# [What the task asks]
Find the string "boat" in the records and copy each line where it occurs.
——
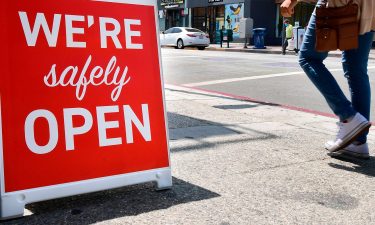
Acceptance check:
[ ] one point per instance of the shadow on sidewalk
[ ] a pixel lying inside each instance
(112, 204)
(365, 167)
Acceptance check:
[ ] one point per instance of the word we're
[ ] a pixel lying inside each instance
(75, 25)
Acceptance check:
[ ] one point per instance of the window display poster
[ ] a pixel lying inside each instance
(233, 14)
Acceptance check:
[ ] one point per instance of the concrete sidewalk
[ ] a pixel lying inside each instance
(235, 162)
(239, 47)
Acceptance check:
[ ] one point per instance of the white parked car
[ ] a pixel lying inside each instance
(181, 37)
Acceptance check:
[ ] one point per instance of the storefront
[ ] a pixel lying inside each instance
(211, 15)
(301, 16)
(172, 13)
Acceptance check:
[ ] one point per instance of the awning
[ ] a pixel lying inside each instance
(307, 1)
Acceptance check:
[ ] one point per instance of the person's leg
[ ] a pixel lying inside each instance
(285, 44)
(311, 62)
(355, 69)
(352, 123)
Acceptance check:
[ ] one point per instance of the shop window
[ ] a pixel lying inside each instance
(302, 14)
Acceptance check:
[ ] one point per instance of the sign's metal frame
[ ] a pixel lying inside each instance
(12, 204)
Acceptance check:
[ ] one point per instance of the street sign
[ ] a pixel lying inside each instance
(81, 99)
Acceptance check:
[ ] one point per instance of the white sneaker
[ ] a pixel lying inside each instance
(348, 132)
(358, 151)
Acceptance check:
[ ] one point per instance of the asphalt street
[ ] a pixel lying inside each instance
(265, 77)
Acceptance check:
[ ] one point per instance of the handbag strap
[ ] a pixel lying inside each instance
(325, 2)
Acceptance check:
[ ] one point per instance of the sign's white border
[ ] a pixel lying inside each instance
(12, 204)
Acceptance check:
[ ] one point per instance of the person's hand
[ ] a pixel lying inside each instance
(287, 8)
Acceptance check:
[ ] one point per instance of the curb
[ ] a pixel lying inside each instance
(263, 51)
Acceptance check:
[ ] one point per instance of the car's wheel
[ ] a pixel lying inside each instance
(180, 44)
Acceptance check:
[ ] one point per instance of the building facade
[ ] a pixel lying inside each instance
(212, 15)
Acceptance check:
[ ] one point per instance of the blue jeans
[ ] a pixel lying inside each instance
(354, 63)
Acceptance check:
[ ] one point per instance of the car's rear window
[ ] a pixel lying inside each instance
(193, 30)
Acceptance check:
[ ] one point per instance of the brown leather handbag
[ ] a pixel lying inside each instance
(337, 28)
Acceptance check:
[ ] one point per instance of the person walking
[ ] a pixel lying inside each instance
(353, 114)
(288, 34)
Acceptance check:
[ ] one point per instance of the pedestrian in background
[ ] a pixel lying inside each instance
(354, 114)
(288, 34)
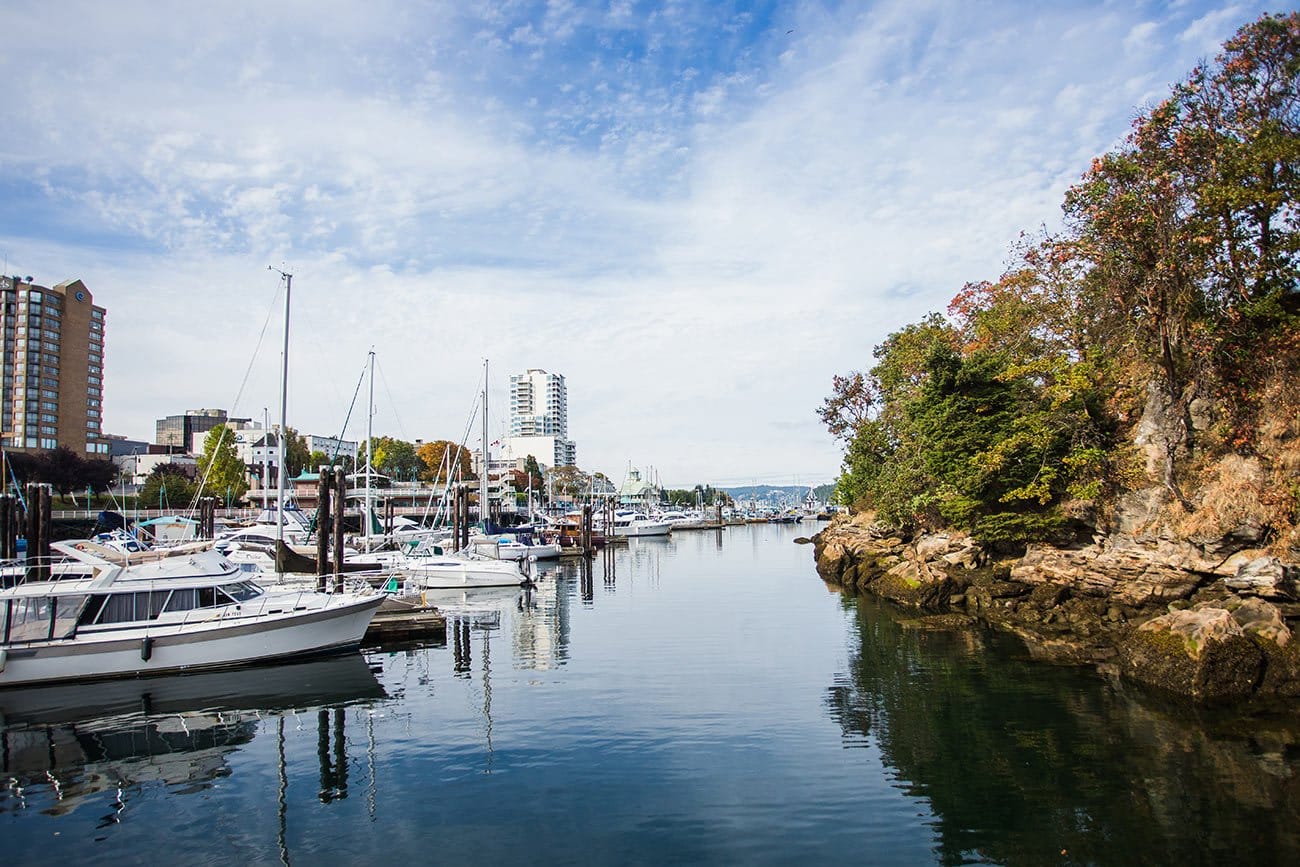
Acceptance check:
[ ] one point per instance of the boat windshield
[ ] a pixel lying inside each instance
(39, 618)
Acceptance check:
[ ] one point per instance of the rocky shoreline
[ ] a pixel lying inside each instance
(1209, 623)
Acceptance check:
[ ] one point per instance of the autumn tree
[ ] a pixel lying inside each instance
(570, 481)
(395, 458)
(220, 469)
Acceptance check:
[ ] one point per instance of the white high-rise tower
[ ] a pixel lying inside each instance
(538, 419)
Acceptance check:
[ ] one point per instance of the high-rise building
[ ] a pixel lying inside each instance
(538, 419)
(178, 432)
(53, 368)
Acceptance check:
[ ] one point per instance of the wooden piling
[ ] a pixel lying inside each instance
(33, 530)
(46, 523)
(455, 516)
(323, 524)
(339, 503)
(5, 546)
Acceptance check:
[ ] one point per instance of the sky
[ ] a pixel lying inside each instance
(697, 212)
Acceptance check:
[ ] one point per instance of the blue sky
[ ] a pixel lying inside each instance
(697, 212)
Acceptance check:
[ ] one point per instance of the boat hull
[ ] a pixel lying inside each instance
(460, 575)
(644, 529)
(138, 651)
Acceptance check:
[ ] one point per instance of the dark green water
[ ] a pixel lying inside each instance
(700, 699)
——
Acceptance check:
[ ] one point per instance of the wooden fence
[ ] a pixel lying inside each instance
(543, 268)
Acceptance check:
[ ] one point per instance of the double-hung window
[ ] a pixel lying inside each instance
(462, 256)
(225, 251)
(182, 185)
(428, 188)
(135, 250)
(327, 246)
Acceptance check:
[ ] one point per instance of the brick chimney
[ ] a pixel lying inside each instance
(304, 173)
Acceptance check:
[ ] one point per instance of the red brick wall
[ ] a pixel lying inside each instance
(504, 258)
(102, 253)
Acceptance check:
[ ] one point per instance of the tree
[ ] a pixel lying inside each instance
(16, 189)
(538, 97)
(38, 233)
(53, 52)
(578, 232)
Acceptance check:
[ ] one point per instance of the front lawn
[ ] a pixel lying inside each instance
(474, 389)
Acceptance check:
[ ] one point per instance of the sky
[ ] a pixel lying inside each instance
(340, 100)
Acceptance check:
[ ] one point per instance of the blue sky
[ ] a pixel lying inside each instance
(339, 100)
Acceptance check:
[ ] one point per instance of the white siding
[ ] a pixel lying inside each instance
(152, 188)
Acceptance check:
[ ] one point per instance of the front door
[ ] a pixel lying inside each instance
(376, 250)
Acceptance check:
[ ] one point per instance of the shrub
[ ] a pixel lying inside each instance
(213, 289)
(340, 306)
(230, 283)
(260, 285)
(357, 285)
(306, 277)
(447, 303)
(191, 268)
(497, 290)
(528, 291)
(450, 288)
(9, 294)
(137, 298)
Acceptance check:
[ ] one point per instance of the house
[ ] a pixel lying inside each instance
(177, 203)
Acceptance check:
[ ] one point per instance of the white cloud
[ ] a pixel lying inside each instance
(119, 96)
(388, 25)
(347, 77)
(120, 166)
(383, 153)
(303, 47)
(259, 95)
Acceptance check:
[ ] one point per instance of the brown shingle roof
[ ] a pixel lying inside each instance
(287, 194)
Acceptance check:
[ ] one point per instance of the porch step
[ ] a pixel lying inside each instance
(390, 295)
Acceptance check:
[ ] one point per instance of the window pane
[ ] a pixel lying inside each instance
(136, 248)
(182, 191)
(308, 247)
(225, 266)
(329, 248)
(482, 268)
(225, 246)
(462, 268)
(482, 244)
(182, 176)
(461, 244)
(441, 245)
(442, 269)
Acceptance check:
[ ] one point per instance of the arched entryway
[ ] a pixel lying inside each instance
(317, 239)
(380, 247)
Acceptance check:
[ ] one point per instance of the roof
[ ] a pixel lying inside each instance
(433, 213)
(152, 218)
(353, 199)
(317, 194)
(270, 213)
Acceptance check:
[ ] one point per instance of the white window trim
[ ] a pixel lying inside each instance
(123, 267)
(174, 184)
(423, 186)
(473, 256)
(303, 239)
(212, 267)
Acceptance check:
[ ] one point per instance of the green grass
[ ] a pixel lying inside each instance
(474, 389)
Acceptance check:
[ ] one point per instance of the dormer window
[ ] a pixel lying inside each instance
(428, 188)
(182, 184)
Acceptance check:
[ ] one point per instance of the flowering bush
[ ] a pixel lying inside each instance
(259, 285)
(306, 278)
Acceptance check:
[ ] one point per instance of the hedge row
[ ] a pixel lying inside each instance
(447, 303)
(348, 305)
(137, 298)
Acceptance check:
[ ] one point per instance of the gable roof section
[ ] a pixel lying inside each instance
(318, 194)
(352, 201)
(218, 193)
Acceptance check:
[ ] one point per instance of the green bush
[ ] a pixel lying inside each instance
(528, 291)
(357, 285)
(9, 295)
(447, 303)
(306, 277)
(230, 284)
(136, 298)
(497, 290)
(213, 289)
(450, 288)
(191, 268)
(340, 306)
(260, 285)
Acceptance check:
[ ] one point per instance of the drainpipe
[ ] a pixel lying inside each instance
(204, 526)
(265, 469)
——
# [Answer section]
[ ] one point per instance of the boat windshield
[ ] one point per instance of the boat hull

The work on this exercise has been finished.